Count how many lines of the data include "instance". The answer is that number and nothing else.

* MATERIALS PROVIDED
+ + + + +

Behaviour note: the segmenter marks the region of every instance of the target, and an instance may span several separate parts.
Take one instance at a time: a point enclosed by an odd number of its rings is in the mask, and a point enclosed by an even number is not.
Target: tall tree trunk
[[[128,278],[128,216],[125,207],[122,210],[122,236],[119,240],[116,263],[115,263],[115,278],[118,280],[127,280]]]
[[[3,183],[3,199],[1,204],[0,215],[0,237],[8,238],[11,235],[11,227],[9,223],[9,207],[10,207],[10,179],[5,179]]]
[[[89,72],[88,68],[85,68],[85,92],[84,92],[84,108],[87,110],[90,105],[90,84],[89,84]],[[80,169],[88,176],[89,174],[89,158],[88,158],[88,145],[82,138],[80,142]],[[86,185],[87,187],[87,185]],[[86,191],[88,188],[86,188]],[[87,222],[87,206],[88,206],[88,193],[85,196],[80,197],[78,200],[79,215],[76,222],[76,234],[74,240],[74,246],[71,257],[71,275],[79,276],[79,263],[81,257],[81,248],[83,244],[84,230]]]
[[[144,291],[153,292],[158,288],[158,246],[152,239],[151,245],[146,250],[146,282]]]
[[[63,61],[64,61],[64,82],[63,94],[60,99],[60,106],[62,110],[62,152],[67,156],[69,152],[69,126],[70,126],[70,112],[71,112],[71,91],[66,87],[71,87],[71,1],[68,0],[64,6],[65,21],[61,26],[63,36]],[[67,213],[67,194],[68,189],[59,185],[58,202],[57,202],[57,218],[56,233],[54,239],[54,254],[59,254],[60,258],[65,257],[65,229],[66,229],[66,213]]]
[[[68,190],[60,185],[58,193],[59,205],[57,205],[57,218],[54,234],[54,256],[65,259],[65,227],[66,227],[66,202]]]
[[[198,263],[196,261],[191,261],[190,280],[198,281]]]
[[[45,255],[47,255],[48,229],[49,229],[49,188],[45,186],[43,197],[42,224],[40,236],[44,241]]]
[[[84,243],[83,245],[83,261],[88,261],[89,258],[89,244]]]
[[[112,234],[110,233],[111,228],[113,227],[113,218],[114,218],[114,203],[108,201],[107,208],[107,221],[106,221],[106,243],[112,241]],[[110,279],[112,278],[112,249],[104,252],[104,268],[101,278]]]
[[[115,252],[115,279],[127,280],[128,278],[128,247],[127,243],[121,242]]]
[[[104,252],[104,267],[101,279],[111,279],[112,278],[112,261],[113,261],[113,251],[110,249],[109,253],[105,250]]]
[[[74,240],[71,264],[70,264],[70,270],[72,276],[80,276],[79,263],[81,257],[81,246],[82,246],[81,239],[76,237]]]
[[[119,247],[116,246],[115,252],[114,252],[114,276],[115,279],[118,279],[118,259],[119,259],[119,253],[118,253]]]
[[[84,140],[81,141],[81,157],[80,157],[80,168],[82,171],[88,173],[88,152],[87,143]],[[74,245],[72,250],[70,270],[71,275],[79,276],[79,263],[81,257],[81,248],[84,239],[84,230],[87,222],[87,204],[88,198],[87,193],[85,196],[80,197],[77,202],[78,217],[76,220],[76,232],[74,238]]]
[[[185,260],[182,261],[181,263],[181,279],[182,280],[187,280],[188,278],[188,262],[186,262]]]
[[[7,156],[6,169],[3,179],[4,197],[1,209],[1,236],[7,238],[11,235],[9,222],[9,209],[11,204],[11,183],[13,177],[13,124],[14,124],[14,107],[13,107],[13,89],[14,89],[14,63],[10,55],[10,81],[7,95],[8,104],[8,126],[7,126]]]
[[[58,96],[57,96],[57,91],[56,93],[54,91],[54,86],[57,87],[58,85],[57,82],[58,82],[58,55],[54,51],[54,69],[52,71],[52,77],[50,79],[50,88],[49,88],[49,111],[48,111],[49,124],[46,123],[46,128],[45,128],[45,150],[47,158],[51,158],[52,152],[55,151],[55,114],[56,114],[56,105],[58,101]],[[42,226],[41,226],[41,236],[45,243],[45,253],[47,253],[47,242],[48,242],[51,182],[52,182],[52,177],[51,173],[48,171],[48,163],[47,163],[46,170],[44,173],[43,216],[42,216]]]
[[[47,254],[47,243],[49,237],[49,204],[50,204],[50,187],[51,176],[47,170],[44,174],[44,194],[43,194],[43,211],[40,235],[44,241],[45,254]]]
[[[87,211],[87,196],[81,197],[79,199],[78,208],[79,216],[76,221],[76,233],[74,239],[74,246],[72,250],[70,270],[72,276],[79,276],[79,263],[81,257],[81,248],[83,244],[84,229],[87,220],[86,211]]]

+ + + + +

* RESPONSE TO THIS EXERCISE
2